Natural-language object grounding data:
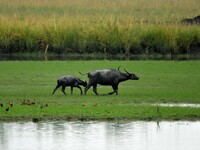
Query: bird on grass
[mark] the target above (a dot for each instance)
(11, 104)
(7, 109)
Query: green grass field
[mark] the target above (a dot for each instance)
(160, 82)
(105, 26)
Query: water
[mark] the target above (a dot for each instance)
(100, 136)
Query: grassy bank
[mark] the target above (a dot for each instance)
(123, 27)
(28, 85)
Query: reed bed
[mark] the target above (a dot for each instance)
(98, 26)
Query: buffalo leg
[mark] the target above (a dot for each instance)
(56, 88)
(115, 88)
(63, 90)
(71, 90)
(95, 89)
(87, 88)
(80, 89)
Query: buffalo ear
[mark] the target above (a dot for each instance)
(126, 71)
(118, 68)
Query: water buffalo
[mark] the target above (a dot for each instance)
(69, 81)
(110, 77)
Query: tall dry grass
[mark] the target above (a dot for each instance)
(100, 26)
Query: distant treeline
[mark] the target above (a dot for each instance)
(110, 38)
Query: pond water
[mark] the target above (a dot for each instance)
(181, 135)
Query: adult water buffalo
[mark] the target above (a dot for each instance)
(110, 77)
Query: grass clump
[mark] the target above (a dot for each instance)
(28, 85)
(105, 27)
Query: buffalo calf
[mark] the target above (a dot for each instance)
(69, 81)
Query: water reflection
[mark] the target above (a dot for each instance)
(100, 135)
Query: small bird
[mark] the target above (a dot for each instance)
(7, 109)
(11, 104)
(95, 104)
(46, 105)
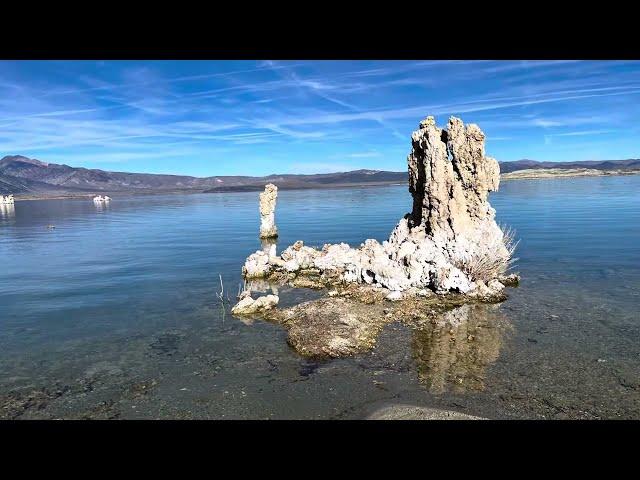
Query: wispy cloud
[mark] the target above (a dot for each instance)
(278, 115)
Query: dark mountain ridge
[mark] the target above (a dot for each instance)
(26, 176)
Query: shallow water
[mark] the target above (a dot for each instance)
(114, 312)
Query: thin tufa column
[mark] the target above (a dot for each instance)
(268, 198)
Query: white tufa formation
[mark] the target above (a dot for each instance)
(267, 211)
(450, 241)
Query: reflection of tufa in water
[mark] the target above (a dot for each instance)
(453, 353)
(452, 345)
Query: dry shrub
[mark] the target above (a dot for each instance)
(494, 260)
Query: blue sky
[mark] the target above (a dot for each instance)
(260, 117)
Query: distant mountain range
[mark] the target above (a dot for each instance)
(29, 177)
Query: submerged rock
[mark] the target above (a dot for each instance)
(331, 327)
(267, 211)
(449, 242)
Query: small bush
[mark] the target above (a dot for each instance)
(494, 260)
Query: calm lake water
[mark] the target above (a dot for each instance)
(113, 313)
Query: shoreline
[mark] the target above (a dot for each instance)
(527, 174)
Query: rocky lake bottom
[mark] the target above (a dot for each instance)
(114, 313)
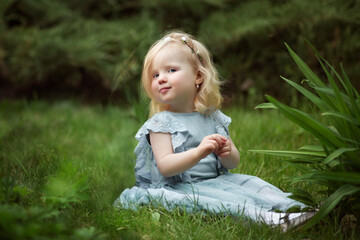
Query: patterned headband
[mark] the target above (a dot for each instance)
(185, 41)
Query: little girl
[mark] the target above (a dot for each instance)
(185, 151)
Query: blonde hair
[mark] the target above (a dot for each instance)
(208, 98)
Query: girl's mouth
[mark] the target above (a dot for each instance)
(164, 90)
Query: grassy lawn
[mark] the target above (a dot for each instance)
(63, 164)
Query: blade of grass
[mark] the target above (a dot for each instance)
(331, 202)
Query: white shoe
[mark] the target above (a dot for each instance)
(296, 221)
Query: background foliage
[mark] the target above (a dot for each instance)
(94, 49)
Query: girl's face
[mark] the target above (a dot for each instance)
(174, 79)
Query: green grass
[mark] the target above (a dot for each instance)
(63, 164)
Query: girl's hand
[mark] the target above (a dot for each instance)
(225, 150)
(211, 144)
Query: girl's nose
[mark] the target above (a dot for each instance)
(162, 79)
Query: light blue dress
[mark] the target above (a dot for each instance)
(208, 186)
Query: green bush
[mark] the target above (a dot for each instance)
(99, 46)
(333, 164)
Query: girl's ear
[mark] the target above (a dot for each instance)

> [Description of the task]:
A word-for-word copy of the entries above is needed, with every picture dropped.

> [Solution to this exercise]:
Query: bird on grass
[mark] the target above (a dot for each instance)
(11, 104)
(7, 109)
Query: green grass field
[mark] the target above (a dot for each instance)
(160, 82)
(105, 26)
Query: water
[mark] the target above (a dot for each instance)
(100, 136)
Query: grassy bank
[mark] the target above (a dot for each instance)
(123, 27)
(28, 85)
Query: reed bed
[mark] the target above (a dot for each instance)
(98, 26)
Query: buffalo leg
[mark] the target above (a dot for each instance)
(56, 88)
(115, 88)
(63, 90)
(71, 90)
(95, 89)
(87, 88)
(80, 89)
Query: buffalo ear
[mark] the target above (a dot for each instance)
(126, 71)
(118, 68)
Query: water buffalo
[mark] the target above (a dot for each instance)
(69, 81)
(110, 77)
Query: tall dry grass
[mark] the target above (a dot for each instance)
(100, 26)
Query: distant treeline
[mark] the target above (a dot for each instance)
(110, 38)
Query: pond water
[mark] the target above (a dot for each instance)
(181, 135)
Query: adult water buffalo
[mark] the target above (a dot for each instance)
(110, 77)
Query: grass clump
[mark] the target above (a dot for each instance)
(28, 85)
(105, 27)
Query: buffalo calf
[mark] the target above (a dot for each instance)
(69, 81)
Query: water reflection
[mark] the target above (a dot for each instance)
(100, 135)
Query: small bird
[mark] the target above (a dot for each instance)
(7, 109)
(11, 104)
(95, 104)
(46, 105)
Query: wispy cloud
[mark] the target above (a dot for each instance)
(278, 115)
Query: dark mountain ridge
[mark] the target above (a dot for each instance)
(26, 176)
Query: shallow water
[mark] the target above (a dot for each instance)
(114, 312)
Query: thin tufa column
[mark] the target above (a dot for each instance)
(268, 198)
Query: white tufa formation
[mark] the target above (a dot for each instance)
(267, 211)
(450, 241)
Query: reflection of tufa in water
[mark] the target above (a dot for each instance)
(453, 353)
(452, 345)
Query: dry shrub
[mark] the target above (a dot for each instance)
(494, 260)
Query: blue sky
[mark] the target above (a dot for each instance)
(260, 117)
Query: distant mountain range
[mark] the target above (a dot for each instance)
(29, 177)
Query: submerged rock
[mark] the target above (a dot for each instance)
(331, 327)
(267, 211)
(449, 242)
Query: small bush
[mark] the target above (a dot for each instance)
(494, 260)
Query: calm lake water
[mark] the target above (a dot for each instance)
(113, 313)
Query: shoreline
[mark] the target above (a dot for each instance)
(527, 174)
Query: rocky lake bottom
[mark] the target above (a dot for each instance)
(114, 313)
Query: patterned headband
[mark] the target above (a dot for each instance)
(185, 41)
Query: little girl
[mark] the target above (a dot for each instance)
(185, 151)
Query: blonde hair
[mark] the target above (a dot for each instance)
(208, 98)
Query: girl's mouth
[mark] the target above (a dot for each instance)
(164, 90)
Query: grassy lawn
[mark] the target above (a dot for each instance)
(63, 164)
Query: blade of grass
[mark] the target above (a dot for each instance)
(331, 202)
Query: white shoe
[mark] the target above (a dot for each instance)
(296, 221)
Query: background foliage
[mark] the target above (a dot for each instance)
(94, 49)
Query: girl's face
[mark] the target above (a dot for each instance)
(174, 79)
Query: green grass
[mark] the target above (a dot for each instance)
(63, 164)
Query: girl's hand
[mark] the target above (a dot for each instance)
(225, 150)
(211, 144)
Query: girl's nose
[mark] the target above (a dot for each instance)
(162, 79)
Query: light blue dress
[mark] the target above (a dot for each instance)
(208, 186)
Query: green bush
[mark] the target above (a dot for each instance)
(99, 46)
(333, 164)
Query: girl's ear
[mark] the target above (a dot for each instance)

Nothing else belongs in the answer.